- **What is asked**:
Begin at the line that has "--target tree branch" and stop at the end of the data. Change "separate parts" to "distinct pieces" in those lines, and write them out again with nothing else altered.

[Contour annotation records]
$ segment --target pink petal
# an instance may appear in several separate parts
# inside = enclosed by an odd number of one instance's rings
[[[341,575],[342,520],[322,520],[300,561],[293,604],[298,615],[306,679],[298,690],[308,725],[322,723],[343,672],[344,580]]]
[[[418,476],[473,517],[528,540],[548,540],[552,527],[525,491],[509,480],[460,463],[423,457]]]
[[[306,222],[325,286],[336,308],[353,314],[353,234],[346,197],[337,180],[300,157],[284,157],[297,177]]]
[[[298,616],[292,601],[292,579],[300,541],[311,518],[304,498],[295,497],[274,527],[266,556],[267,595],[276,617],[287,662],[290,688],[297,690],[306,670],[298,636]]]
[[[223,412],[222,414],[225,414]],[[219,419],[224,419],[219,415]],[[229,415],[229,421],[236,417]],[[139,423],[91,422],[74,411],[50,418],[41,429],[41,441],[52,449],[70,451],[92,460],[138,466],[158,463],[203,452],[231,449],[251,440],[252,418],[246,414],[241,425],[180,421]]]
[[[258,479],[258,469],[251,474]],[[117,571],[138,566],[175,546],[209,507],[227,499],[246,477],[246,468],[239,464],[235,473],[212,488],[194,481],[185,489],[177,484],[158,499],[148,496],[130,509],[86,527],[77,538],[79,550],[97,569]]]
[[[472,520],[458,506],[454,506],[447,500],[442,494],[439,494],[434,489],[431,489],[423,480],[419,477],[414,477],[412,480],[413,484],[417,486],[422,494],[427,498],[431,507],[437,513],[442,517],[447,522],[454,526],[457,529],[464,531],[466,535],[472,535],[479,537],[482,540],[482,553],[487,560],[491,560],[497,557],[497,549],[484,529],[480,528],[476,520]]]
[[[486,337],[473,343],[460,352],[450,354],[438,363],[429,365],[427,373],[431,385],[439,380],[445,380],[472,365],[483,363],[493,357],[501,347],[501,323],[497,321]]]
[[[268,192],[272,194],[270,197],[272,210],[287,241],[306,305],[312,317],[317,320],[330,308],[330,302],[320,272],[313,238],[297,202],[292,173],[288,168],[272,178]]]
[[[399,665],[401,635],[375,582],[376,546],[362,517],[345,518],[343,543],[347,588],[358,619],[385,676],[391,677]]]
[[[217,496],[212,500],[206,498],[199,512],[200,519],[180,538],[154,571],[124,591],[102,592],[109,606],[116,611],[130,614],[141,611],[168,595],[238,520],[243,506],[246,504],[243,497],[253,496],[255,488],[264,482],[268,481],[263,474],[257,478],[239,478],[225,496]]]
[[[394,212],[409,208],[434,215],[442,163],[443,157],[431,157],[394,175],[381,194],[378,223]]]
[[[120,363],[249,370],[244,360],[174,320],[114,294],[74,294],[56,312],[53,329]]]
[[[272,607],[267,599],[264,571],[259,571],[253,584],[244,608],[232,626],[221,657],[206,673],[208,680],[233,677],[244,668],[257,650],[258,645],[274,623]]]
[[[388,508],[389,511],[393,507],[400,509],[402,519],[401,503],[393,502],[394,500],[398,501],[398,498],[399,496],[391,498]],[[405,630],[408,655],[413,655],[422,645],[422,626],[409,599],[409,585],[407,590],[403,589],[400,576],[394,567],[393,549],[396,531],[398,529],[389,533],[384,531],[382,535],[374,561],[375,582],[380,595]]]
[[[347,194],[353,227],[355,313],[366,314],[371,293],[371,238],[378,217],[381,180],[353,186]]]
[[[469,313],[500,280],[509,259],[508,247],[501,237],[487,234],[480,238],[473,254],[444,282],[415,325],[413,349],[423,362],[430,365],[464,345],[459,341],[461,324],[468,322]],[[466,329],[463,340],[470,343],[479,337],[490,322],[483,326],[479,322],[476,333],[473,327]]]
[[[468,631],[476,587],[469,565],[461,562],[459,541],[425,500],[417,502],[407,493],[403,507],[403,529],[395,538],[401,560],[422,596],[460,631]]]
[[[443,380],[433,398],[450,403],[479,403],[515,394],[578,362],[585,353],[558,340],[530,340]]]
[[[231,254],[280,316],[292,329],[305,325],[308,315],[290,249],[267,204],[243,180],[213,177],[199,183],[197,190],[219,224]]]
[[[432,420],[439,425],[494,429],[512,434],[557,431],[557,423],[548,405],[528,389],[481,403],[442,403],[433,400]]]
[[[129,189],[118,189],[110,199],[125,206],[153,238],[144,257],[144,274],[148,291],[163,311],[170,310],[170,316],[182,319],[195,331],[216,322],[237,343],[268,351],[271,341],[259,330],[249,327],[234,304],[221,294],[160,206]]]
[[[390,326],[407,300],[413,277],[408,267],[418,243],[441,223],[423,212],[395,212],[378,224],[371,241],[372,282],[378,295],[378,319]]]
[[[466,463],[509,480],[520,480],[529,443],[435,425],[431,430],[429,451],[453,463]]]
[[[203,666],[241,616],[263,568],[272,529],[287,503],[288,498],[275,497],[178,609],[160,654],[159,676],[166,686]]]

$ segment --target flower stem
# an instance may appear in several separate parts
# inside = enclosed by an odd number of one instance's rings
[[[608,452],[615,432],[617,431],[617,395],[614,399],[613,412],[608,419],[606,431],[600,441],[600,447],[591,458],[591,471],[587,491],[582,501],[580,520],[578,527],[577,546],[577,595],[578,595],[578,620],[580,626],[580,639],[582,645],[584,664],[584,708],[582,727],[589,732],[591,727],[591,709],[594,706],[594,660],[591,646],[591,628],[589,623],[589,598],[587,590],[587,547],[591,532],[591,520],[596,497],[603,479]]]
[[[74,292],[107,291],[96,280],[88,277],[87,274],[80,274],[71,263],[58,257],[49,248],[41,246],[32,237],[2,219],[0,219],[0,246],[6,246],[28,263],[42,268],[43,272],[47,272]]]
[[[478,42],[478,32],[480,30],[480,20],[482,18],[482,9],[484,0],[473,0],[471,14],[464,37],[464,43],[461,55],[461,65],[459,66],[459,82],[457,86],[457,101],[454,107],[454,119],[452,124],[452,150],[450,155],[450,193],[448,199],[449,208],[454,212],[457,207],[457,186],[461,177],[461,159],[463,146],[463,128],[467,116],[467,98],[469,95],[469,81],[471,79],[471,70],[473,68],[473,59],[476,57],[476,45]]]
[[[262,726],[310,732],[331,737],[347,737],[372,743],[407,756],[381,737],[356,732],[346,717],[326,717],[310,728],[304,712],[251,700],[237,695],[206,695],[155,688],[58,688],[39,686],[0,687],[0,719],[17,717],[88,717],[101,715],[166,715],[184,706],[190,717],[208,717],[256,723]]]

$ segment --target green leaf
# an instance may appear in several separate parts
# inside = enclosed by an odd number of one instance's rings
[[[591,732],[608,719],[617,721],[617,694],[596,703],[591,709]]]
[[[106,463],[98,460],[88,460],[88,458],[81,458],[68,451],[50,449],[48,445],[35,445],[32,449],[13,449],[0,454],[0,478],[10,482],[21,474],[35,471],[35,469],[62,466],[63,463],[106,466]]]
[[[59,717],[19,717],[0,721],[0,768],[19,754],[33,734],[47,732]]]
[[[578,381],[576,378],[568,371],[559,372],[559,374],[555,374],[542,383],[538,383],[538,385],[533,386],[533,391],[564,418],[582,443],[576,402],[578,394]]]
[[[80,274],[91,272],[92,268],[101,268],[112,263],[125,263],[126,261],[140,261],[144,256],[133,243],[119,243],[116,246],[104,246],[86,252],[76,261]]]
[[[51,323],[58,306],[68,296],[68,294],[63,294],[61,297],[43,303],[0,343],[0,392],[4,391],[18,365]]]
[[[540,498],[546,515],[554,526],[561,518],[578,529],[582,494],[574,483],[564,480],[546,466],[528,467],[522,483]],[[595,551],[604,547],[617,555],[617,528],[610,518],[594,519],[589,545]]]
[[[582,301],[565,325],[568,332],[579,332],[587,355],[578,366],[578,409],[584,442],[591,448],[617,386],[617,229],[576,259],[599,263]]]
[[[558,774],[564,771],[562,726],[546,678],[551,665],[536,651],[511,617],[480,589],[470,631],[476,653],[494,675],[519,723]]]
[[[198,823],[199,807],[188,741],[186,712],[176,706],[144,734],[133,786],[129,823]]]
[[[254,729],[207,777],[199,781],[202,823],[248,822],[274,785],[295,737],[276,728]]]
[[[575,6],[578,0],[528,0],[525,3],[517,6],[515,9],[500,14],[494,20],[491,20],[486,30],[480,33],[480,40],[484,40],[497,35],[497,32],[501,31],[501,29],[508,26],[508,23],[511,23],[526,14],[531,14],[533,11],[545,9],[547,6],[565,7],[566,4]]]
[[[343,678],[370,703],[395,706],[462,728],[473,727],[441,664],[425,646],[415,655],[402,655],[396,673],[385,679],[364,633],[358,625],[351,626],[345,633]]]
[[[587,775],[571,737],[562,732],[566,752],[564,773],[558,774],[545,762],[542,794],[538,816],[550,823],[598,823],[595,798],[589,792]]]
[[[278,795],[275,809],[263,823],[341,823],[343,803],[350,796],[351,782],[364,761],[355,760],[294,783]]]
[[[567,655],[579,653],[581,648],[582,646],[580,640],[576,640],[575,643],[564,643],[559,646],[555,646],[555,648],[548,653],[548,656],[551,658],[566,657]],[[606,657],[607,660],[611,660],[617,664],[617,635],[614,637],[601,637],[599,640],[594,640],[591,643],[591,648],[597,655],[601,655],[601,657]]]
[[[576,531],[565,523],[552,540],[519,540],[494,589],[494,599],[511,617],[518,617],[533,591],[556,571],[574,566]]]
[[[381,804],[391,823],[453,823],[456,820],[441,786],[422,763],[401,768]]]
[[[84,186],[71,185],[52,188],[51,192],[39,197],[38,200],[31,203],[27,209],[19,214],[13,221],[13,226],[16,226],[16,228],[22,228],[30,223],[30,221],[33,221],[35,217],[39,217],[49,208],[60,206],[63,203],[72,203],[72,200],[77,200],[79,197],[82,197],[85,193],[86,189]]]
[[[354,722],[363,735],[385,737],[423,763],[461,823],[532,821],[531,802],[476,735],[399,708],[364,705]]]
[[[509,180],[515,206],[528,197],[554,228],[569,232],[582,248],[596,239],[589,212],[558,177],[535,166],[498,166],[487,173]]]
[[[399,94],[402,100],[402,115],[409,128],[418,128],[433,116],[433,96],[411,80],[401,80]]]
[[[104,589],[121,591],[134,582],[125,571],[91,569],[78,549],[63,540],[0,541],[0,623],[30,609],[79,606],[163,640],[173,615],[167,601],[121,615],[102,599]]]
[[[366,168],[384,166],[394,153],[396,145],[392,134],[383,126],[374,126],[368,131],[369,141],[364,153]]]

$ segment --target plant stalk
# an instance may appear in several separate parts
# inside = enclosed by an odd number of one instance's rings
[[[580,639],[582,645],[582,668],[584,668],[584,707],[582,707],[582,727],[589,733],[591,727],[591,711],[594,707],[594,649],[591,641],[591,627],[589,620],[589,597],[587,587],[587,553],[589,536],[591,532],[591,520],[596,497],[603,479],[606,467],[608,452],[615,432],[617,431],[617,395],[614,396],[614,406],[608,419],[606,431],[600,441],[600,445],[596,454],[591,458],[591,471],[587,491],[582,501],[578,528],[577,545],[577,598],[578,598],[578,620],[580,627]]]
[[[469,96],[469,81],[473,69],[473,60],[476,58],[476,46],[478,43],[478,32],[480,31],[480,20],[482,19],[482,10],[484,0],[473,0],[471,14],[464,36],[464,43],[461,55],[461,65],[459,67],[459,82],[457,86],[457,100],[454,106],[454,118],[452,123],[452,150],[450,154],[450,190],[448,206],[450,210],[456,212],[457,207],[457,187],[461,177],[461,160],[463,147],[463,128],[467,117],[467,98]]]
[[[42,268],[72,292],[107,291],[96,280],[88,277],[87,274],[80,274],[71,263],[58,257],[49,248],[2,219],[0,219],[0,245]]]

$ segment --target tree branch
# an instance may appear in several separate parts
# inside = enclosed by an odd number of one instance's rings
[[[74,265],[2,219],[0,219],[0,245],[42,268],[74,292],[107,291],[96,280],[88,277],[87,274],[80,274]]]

- **Result for this exercise**:
$ segment --target tree branch
# an instance may appear in several distinct pieces
# inside = enclosed by an odd number of one instance's rings
[[[74,265],[2,219],[0,219],[0,245],[42,268],[74,292],[107,291],[96,280],[88,277],[87,274],[80,274]]]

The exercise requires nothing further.